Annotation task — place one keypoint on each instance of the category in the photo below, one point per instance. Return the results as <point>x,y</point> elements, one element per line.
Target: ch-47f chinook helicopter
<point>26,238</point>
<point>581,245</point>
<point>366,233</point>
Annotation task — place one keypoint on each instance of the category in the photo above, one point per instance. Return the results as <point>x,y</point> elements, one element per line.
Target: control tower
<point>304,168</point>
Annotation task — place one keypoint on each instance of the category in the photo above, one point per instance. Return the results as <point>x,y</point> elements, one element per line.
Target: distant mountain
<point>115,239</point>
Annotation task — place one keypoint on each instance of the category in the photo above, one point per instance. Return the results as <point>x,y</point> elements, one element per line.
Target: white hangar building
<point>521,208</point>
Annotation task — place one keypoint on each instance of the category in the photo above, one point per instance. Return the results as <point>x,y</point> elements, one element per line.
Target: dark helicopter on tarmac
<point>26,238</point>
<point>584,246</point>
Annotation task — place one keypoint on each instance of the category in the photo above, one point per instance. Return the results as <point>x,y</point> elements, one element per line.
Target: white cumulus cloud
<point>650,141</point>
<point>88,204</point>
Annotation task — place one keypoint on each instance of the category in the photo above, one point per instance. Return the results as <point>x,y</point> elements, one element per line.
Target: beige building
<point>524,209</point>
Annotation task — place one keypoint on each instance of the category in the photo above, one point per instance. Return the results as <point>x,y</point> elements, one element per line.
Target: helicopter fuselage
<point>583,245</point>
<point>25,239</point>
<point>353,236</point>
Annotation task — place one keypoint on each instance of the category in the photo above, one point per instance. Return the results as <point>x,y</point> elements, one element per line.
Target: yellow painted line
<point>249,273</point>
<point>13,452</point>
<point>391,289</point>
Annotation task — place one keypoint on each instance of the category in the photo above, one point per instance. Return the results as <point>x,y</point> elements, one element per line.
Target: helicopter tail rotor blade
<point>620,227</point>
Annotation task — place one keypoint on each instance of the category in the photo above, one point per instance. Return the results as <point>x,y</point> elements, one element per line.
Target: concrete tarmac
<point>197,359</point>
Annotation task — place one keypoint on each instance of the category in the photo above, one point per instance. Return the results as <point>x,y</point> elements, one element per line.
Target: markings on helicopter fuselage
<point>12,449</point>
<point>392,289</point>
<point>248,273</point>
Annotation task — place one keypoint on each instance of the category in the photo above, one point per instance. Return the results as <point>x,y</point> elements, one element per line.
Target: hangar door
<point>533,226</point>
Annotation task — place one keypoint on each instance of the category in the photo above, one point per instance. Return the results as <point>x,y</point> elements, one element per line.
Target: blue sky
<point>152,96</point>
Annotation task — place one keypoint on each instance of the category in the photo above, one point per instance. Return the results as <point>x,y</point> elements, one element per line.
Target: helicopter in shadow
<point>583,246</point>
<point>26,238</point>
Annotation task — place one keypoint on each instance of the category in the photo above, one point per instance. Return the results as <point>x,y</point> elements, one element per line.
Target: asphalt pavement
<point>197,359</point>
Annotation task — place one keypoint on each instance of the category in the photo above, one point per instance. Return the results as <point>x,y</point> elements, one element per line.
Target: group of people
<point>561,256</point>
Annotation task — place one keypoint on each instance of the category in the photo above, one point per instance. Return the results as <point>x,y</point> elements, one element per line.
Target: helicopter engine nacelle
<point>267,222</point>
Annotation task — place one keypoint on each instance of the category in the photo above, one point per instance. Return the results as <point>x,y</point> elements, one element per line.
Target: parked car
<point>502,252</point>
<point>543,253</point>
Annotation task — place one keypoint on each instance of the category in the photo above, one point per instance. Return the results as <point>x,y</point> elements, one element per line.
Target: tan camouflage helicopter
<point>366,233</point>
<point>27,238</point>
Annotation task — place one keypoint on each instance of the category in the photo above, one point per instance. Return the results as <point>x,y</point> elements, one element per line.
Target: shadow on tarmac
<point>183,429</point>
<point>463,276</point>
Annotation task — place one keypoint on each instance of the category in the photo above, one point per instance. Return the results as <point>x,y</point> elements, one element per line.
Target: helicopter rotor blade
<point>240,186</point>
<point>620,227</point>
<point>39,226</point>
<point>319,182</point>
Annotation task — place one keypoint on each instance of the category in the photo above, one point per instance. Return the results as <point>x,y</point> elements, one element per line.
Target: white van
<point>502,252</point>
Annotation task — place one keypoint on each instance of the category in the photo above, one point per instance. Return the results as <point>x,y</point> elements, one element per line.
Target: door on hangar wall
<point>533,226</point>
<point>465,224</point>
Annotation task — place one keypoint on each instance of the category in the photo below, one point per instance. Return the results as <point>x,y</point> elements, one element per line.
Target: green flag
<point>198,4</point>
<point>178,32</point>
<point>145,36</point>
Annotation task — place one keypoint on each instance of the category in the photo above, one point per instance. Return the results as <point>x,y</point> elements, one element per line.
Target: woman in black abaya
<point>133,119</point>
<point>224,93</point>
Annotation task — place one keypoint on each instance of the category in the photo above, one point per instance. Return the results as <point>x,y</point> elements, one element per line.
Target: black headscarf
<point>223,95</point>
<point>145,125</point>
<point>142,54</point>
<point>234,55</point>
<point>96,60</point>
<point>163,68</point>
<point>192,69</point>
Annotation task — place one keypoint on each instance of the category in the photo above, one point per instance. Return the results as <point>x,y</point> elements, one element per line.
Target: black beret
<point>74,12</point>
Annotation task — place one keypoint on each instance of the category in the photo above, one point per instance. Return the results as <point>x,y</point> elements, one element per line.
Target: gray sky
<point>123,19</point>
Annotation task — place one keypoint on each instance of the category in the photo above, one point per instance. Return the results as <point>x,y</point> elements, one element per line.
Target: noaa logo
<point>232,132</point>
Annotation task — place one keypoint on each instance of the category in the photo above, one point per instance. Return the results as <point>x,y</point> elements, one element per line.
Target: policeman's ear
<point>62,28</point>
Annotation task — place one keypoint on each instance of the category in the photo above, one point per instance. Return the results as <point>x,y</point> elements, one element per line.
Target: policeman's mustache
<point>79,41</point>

=======

- **Exercise**:
Copy the data above exactly. Every line must be included.

- **The result**:
Annotation task — place one keypoint on each instance of the category in the photo below, one point per instance. Return the results as <point>x,y</point> elements, one element per line.
Target: ch-47f chinook helicopter
<point>26,238</point>
<point>581,245</point>
<point>366,233</point>
Annotation task — place one keypoint on each instance of the category in the photo above, one point per instance. Return the results as <point>x,y</point> elements, one element per line.
Target: control tower
<point>304,168</point>
Annotation task — place one keypoint on each instance of the category in the photo above, one point per instance. Return the results as <point>x,y</point> elements, one element per line.
Target: distant mountain
<point>115,239</point>
Annotation task — place one keypoint on each instance of the category in the photo above, one point per instance. Return the results as <point>x,y</point> elements, one element per line.
Target: white hangar building
<point>521,208</point>
Annotation task — place one keypoint on each instance of the category in the photo above, one point per instance. Return the results as <point>x,y</point> elements, one element per line.
Target: dark helicopter on tarmac
<point>26,238</point>
<point>584,246</point>
Annotation task — place one keypoint on each instance of the category in the photo above, one point per instance. Return the results as <point>x,y</point> elements, one element per line.
Target: white cumulus cloud
<point>650,141</point>
<point>88,204</point>
Annotation task — place one keypoint on each instance of the category in the photo above, one point per instance. Return the results as <point>x,y</point> elements, one element per line.
Target: beige building
<point>524,209</point>
Annotation task — place one keypoint on each instance of the category in the photo above, one point per instance. Return the results as <point>x,y</point> elements, one element per line.
Target: helicopter fuselage
<point>583,245</point>
<point>25,239</point>
<point>353,236</point>
Annotation task — place one keypoint on each instance of the category in the photo above, one point per instance. Return the results as <point>x,y</point> elements, one element per line.
Target: yellow painted line
<point>249,273</point>
<point>13,452</point>
<point>391,289</point>
Annotation task — place one keypoint on each instance of the category in the photo above, one point per instance. Return the results as <point>x,y</point> elements, one element per line.
Target: helicopter tail rotor blade
<point>620,227</point>
Annotation task — place one keypoint on each instance of the category in the photo above, one point per instance. Return the results as <point>x,y</point> elements, one element per line.
Target: concrete tarmac
<point>197,359</point>
Annotation task — place one keypoint on each instance of the category in the photo above, one point per instance. Return the results as <point>x,y</point> elements, one element per line.
Target: markings on helicopter fuselage
<point>12,449</point>
<point>392,289</point>
<point>248,273</point>
Annotation task — place one keypoint on each instance of the category in the photo above, one point per instance. Return the results as <point>x,y</point> elements, one element per line.
Target: hangar door
<point>533,226</point>
Annotation task — place one keypoint on each instance of the category in the photo above, one point per instance. Return the results as <point>x,y</point> elements, one element per line.
Target: blue sky
<point>152,96</point>
Annotation task — place one keypoint on each instance of the category in the photo above, one point per instance. Return the results as <point>x,y</point> elements, one element per line.
Target: helicopter in shadow
<point>583,246</point>
<point>26,238</point>
Annotation task — place one keypoint on each instance of the category in the photo above, one point per instance. Return the results as <point>x,y</point> elements, one element per line.
Target: asphalt pavement
<point>197,359</point>
Annotation task — place one keypoint on each instance of the category in the photo above, one point per instance. Return the results as <point>x,y</point> elements, one element per line.
Target: group of people
<point>561,256</point>
Annotation task — place one keypoint on each instance of the category in the photo above, one point per instance. Return the results as <point>x,y</point> elements, one element per line.
Target: helicopter engine nacelle
<point>267,222</point>
Annotation task — place one keypoint on each instance of the category in the photo above, one point per instance. Return the results as <point>x,y</point> elements, one element per line.
Target: parked car
<point>502,252</point>
<point>543,253</point>
Annotation task — place one keypoint on each instance of the category in the photo above, one point per instance. Return the results as <point>x,y</point> elements, one element per line.
Target: tan camouflage helicopter
<point>366,233</point>
<point>27,238</point>
Annotation task — place one keypoint on each instance of the category in the photo above, one point per instance. Return the results as <point>x,y</point> elements, one element per line.
Target: shadow on tarmac
<point>183,429</point>
<point>463,276</point>
Annotation task — place one keypoint on each instance of the category in the photo above, one point per instance. Return the results as <point>x,y</point> elements, one element per line.
Target: helicopter rotor blade
<point>240,186</point>
<point>620,227</point>
<point>39,226</point>
<point>319,182</point>
Annotation task — place one keypoint on each instance of the category in the photo above, one point per instance. Return the results as <point>x,y</point> elements, one element per line.
Target: white van
<point>502,252</point>
Annotation task — place one keypoint on each instance of the category in the photo above, one point per instance. Return the results as <point>x,y</point> elements, one element per line.
Target: door on hangar wall
<point>533,226</point>
<point>465,224</point>
Annotation task — place one keypoint on each instance of the category in the photo below, one point per instance. Return the results as <point>x,y</point> elements, one element per line.
Target: green flag
<point>198,4</point>
<point>178,32</point>
<point>145,36</point>
Annotation task — place one keypoint on each instance of the category in the photo above, one point per instance. Return the results as <point>x,y</point> elements, one element per line.
Target: woman in black abaya
<point>133,119</point>
<point>224,93</point>
Annotation task — place one keypoint on each instance of the category in the photo above, one point per instance. Return the results as <point>x,y</point> elements, one element per line.
Target: black headscarf
<point>223,95</point>
<point>145,125</point>
<point>142,54</point>
<point>234,55</point>
<point>96,60</point>
<point>163,68</point>
<point>192,69</point>
Annotation task — place one keypoint on each instance of the category in the photo above, one point per instance. Return the results as <point>x,y</point> elements, one element per line.
Target: black beret
<point>74,12</point>
Annotation task — place one keypoint on each instance of the category in the photo above, one point per instance. Return the results as <point>x,y</point> elements, one element per line.
Target: gray sky
<point>123,19</point>
Annotation task — place one keypoint on each instance of the category in the photo above, one point per instance. Return the results as <point>x,y</point> elements, one element per line.
Target: noaa logo
<point>232,132</point>
Annotation task — place one keypoint on each instance of the category in the photo above, one point per instance. Return the results as <point>x,y</point> elements, one element per line.
Target: policeman's ear
<point>62,28</point>
Annotation task — place one keypoint on each instance of the category in the photo above, one point per instance. Return the results as <point>x,y</point> elements, one element per line.
Target: policeman's mustache
<point>79,41</point>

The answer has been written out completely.